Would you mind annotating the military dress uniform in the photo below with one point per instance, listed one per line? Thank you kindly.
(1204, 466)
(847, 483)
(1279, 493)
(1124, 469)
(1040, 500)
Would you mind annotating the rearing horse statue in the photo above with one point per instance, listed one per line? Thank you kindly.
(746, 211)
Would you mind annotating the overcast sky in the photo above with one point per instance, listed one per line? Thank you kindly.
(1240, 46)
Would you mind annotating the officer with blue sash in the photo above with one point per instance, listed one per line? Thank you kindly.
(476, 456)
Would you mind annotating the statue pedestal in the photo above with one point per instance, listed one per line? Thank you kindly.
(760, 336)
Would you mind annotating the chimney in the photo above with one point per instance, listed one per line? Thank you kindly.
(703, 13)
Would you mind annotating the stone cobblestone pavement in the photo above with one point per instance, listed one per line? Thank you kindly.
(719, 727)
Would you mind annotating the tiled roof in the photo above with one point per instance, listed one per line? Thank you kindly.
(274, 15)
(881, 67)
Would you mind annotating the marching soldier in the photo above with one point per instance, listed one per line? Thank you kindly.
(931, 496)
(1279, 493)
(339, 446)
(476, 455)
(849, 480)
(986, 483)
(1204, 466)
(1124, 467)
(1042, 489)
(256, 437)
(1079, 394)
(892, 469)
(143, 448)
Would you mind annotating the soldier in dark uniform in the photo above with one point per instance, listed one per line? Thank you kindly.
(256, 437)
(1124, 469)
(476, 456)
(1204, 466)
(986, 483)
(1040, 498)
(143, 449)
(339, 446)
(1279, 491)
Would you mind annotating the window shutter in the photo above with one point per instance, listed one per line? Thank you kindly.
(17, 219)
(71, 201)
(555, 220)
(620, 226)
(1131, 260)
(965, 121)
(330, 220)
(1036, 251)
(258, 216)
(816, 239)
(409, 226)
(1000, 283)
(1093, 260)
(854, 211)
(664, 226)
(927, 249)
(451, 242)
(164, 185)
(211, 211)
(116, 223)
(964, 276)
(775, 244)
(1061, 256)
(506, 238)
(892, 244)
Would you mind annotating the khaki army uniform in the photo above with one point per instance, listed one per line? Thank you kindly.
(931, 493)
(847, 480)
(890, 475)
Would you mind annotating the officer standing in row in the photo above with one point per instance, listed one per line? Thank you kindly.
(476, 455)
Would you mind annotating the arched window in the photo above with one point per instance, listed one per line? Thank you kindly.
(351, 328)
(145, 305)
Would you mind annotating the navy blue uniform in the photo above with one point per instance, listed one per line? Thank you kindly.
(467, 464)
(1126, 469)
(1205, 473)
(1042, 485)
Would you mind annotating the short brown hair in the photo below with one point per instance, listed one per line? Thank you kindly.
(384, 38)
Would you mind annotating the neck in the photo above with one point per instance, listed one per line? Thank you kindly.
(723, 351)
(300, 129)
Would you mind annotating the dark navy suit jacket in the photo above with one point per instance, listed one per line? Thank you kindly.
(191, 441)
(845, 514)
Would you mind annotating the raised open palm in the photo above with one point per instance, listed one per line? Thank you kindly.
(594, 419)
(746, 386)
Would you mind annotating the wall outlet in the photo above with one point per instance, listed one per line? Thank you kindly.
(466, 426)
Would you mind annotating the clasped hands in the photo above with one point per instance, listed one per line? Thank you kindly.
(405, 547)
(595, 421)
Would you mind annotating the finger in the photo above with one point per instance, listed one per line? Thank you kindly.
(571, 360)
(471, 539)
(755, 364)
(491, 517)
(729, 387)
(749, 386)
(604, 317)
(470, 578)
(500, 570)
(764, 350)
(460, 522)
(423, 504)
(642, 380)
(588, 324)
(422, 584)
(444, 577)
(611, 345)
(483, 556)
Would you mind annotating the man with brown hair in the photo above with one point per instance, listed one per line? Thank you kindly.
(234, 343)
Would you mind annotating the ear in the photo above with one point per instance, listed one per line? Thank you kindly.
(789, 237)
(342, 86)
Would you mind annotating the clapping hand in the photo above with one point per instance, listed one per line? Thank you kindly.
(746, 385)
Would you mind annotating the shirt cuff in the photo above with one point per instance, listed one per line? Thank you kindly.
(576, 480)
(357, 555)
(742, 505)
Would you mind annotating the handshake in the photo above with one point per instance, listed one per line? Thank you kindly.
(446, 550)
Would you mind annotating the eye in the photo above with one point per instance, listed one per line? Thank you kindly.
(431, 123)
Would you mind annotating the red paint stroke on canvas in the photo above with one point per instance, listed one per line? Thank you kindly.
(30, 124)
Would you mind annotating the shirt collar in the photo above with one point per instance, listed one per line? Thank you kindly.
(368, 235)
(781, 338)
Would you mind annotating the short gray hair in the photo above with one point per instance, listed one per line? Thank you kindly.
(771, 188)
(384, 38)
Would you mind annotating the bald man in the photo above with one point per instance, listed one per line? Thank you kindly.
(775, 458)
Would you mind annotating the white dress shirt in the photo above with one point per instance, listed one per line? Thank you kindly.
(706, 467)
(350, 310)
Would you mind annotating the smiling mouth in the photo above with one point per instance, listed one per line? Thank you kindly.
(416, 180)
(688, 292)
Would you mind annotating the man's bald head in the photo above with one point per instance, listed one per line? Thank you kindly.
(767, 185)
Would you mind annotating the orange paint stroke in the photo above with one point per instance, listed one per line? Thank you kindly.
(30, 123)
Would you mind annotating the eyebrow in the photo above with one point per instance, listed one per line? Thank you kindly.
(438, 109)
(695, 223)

PROBLEM DESCRIPTION -> Print all of the data exactly as it was given.

COMPLETE OUTPUT ->
Would you mind annotating the military dress uniform in the photo below with one point per instance, listed one per line? Thank you kindly.
(1204, 466)
(847, 483)
(1279, 493)
(1124, 469)
(1040, 500)
Would you mind annotating the rearing horse statue in the photo above with one point per instance, listed one per line? Thank you kindly.
(746, 211)
Would you mind annotating the overcast sky in the photo above with one point per instance, listed one per line? Thank you kindly.
(1240, 46)
Would you mind annotating the officer with blue sash in the photo above with one point per instance, listed one per line? Thank you kindly.
(476, 456)
Would you mind annotating the statue pedestal in the photo above with one point per instance, listed one per line? Thank you kindly.
(760, 336)
Would you mind annotating the chimney in the photo above with one point per instance, listed one per line? Thank you kindly.
(703, 13)
Would you mind annotating the stone cobblestone pavement in the photo above with one point per instance, listed one per line? Thank you kindly.
(719, 727)
Would you mind annotating the tiled roof in the photo above with one point per instance, listed one per line? Thank you kindly.
(274, 15)
(881, 67)
Would you mind annotating the marching soldier in the photo above with one point per instance, listed one per line? Thank you kindly.
(931, 496)
(1279, 493)
(339, 446)
(476, 455)
(849, 480)
(986, 483)
(1204, 466)
(1124, 467)
(1042, 489)
(256, 437)
(1079, 394)
(892, 469)
(143, 448)
Would you mind annotating the soldier in dark uniform in the photo above with one point per instance, listed one per line? Thank you kindly.
(256, 437)
(1124, 469)
(476, 456)
(1204, 466)
(986, 483)
(1040, 498)
(143, 449)
(339, 446)
(1279, 491)
Would you mind annotating the window shutter in the photo above with one point per instance, listed one per line? Thank you kindly.
(17, 219)
(71, 201)
(555, 220)
(620, 226)
(1131, 260)
(965, 121)
(330, 220)
(1036, 251)
(258, 216)
(816, 239)
(409, 226)
(1000, 283)
(1093, 260)
(854, 211)
(664, 226)
(927, 249)
(451, 242)
(164, 185)
(211, 211)
(116, 223)
(964, 276)
(775, 244)
(1061, 256)
(506, 238)
(892, 244)
Would you mind annotating the khaki army uniform in the photo above with one point per instance, listed one per line? Thank you kindly.
(931, 493)
(847, 480)
(890, 475)
Would you mind annotating the officer standing in row in the photo above with one point per instance, listed one per line? Thank you kindly.
(476, 455)
Would you mind annotating the arched window in the photo above with one point per instance, listed one per line? Thank you kindly.
(351, 328)
(145, 305)
Would you mind annotating the navy blue uniform in the photo above with one point per instance, listed one per line? Thank you kindly.
(467, 464)
(1126, 469)
(1205, 473)
(1042, 485)
Would you mind annotating the short brown hair in the photo below with one point per instance, listed one per line? Thank you kindly.
(384, 38)
Would you mind annotating the neck in the photo above with one point per instance, listed one per line? Thank you kindly.
(723, 351)
(300, 129)
Would you mind annotating the dark navy suit jacket in the photo above with one point per instance, listed one per line? Thank you kindly.
(191, 441)
(845, 514)
Would you mind annotating the raised open palm in the photo above with one point per instance, listed one per line? Thank you kindly.
(594, 419)
(746, 386)
Would you mind annotating the wall outlet in the photo above with one point per instance, listed one per line? Thank you kindly.
(466, 426)
Would you mind annotating the clasped hands in the photo above with one point per instance, listed one per line? Thank you kindly.
(405, 547)
(595, 421)
Would you mind annotating the finger in the photo above with one point per instance, listed one per line? Thank you kindly.
(571, 360)
(471, 539)
(755, 364)
(491, 517)
(729, 387)
(749, 386)
(604, 317)
(470, 578)
(500, 570)
(764, 350)
(460, 522)
(423, 504)
(642, 380)
(588, 324)
(422, 584)
(444, 577)
(611, 345)
(483, 556)
Would you mind annotating the man with brown hair in the photo above with one point per instance, listed one per line? Thank you kindly.
(234, 343)
Would you mind annotating the ear in the photo above with one point per instance, listed one per line? Thank you kindly.
(789, 237)
(342, 86)
Would you mind annotating the clapping hand in the photo above with one point per instance, listed one per line? Thank you kindly.
(746, 385)
Would you mind annotating the shirt cuff in the photo above with one point per instance, listed one per line? Thank you kindly.
(576, 480)
(357, 555)
(742, 505)
Would you mind annotating the handshake in the photo above with one point per instance, listed one per line? Thank you kindly.
(446, 550)
Would you mind annotating the eye in the photo above with one point per instance, listed one per line? Thank you kindly.
(431, 123)
Would you mind annotating the red paint stroke on canvas in the photo above with one point per instance, listed one per line? Thank you kindly.
(30, 124)
Would you mind annotating the shirt collar in the photo above with one point per instance, listed one per line? Thank you kindly.
(368, 235)
(781, 338)
Would you mind annotating the short gray hair in the photo above with one point per instance, listed one per line? Thank you kindly.
(771, 188)
(384, 38)
Would you mind annotating the bald man in the photo above with one point per instance, listed one per line? Thank you kindly.
(775, 458)
Would you mind annotating the white dress shirt in the photo above with one point per instance, listed one per line? Thank you kindly.
(706, 467)
(350, 310)
Would you mind annotating the smiling mouth in the photo above with one point per instance, listed one per line? Thank you kindly.
(416, 180)
(688, 292)
Would you mind annotating the man's bald head in the photo above with one point per instance, listed one per line? Thank you kindly.
(767, 185)
Would you mind annotating the orange paint stroke in the photo above with one point per instance, listed one per line? Thank you kindly.
(30, 123)
Would you mind annotating the eyebrow in the photo above with one point per instance, listed one per line? Thank you kindly.
(438, 109)
(695, 223)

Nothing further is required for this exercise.